Exercise instructions:
Print the data exactly as it appears, keeping every word.

::::::::::

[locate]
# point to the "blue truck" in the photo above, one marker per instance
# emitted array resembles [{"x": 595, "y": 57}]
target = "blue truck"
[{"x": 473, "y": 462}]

::::::::::

Completed exercise:
[locate]
# point to the "blue truck" in the photo above, one marker per instance
# emitted array resembles [{"x": 595, "y": 57}]
target = "blue truck"
[{"x": 473, "y": 462}]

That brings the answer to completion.